(Lines of data)
##########
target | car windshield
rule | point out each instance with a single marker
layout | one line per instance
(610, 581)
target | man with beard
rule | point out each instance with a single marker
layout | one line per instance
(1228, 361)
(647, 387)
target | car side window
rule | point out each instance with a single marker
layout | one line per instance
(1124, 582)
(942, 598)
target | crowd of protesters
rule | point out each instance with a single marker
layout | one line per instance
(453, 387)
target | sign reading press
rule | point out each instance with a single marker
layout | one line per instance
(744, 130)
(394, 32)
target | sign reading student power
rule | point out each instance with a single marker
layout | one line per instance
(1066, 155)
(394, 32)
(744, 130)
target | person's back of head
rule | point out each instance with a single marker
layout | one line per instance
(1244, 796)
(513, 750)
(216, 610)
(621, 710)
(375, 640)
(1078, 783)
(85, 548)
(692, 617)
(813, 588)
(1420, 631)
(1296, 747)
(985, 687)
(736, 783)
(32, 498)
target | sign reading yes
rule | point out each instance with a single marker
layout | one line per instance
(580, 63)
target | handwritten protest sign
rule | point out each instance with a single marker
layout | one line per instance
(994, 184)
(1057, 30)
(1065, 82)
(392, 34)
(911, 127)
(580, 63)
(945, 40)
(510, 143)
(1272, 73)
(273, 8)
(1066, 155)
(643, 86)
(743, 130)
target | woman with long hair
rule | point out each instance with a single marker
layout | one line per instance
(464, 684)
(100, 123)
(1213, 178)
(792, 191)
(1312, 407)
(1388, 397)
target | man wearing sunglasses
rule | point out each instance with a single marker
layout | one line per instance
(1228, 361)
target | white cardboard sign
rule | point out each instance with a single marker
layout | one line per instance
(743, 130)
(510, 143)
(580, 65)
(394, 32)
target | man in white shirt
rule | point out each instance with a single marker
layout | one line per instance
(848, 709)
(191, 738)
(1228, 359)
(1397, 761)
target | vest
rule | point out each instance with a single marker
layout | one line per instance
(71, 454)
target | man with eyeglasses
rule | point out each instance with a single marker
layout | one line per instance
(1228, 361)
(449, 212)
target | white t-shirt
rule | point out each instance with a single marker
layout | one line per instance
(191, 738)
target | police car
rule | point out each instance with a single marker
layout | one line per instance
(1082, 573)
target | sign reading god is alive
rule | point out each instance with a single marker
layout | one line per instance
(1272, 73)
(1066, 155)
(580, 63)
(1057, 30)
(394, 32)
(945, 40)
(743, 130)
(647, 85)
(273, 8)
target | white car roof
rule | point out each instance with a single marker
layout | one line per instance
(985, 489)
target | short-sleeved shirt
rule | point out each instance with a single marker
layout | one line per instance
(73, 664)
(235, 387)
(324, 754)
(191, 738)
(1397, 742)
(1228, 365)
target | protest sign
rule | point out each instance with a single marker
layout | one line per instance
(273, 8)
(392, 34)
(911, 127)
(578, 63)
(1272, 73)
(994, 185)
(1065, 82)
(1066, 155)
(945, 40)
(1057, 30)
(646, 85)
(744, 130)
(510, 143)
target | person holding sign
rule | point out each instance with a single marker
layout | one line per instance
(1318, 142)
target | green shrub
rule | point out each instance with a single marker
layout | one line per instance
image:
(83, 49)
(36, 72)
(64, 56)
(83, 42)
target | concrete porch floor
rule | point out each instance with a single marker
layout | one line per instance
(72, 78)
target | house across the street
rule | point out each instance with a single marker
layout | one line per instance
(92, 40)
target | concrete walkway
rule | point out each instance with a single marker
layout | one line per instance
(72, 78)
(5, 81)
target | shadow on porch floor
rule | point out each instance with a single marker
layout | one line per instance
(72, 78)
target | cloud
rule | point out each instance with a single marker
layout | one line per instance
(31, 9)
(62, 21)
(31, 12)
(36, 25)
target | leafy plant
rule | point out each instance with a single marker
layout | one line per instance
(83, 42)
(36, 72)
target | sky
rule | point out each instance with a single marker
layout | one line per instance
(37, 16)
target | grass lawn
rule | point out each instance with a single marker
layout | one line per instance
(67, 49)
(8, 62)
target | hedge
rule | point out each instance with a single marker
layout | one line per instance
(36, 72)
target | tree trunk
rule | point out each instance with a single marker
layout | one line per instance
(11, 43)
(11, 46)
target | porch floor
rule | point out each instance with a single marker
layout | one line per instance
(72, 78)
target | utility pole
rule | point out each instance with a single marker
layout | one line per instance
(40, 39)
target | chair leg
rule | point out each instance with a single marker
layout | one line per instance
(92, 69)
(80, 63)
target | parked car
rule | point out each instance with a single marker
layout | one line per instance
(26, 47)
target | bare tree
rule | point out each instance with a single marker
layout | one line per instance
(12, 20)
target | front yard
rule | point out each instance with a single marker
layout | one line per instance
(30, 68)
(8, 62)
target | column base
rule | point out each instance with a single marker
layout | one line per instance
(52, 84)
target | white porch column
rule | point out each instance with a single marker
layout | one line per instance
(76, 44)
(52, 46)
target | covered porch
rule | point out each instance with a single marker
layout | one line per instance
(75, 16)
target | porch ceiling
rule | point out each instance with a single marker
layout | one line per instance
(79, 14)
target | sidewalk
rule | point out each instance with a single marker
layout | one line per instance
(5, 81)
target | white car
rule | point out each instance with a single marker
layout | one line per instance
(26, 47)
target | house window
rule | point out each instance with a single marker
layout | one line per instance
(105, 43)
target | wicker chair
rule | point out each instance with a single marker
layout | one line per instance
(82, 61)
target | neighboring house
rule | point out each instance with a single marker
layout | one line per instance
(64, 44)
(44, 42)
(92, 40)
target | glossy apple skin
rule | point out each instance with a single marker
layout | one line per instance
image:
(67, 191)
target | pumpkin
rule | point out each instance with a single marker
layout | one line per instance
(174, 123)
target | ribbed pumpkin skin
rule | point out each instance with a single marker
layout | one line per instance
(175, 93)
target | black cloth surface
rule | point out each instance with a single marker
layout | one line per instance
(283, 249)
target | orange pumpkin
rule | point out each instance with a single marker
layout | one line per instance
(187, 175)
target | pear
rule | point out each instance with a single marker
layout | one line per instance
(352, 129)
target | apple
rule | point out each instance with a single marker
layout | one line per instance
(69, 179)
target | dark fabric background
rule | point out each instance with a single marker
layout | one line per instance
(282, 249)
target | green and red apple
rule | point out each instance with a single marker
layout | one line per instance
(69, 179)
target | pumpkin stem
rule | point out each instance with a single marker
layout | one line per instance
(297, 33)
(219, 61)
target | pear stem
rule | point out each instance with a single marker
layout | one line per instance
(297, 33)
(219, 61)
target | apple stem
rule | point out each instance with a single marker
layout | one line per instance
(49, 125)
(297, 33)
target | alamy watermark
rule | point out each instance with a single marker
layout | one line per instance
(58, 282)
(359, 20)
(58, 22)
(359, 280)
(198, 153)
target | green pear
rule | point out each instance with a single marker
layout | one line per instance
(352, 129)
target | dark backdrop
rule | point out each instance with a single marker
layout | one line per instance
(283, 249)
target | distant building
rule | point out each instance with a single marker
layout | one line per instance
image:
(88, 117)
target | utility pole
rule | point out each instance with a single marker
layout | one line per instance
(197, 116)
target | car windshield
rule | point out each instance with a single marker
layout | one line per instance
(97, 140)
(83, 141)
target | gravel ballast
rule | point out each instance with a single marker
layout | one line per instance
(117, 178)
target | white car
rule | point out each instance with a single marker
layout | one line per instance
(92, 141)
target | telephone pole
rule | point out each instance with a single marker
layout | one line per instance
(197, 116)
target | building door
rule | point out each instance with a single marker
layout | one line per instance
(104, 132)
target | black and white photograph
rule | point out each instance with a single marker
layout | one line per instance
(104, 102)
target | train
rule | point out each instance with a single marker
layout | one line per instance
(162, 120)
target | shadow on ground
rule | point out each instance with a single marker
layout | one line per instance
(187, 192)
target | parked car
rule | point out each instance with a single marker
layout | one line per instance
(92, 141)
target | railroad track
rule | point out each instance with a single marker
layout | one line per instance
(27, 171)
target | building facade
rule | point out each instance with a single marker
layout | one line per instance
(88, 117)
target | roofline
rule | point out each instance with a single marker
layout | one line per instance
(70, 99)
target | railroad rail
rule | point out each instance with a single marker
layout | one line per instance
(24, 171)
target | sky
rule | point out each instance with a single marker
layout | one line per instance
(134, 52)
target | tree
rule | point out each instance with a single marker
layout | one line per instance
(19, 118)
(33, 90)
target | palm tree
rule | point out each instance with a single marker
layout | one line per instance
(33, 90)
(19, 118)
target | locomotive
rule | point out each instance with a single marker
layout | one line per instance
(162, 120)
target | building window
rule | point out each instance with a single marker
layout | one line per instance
##########
Quote only the lines from the line containing "target | gravel ballast" through the end of the listing, please, keeping both the first and the last line.

Correct output:
target | gravel ballast
rule | point out each instance with a single marker
layout | one line per instance
(117, 178)
target | white car
rule | point out each instance with a single marker
layout | one line per instance
(92, 141)
target | telephone pole
rule | point out each instance with a single marker
layout | one line per instance
(197, 116)
target | building door
rule | point out each instance with a single marker
layout | one line per instance
(104, 132)
target | black and white photograph
rule | point out each instance with a single marker
layout | one line per instance
(104, 102)
target | train
rule | point out each instance with a single marker
layout | one line per instance
(162, 120)
target | shadow on ground
rule | point out each instance with a single marker
layout | one line per instance
(187, 192)
target | parked car
rule | point out each instance with a single marker
layout | one line per instance
(92, 141)
target | railroad track
rule | point out each instance with a single marker
layout | one line per instance
(27, 171)
target | building facade
rule | point out each instance with a single marker
layout | one line per instance
(88, 117)
target | roofline
rule | point out each instance with a single marker
layout | one line per instance
(70, 99)
target | railroad rail
rule | point out each instance with a single marker
layout | one line per instance
(24, 171)
target | sky
rule | point out each instance with a single marker
layout | one line per instance
(134, 52)
target | tree
rule | point out each instance with a single marker
layout | one line per instance
(19, 118)
(33, 90)
target | palm tree
rule | point out each instance with a single marker
layout | one line per instance
(33, 90)
(19, 118)
target | locomotive
rule | point out each instance with a single marker
layout | one line per instance
(162, 120)
target | building window
rule | point out each instance with a single marker
layout | one line per instance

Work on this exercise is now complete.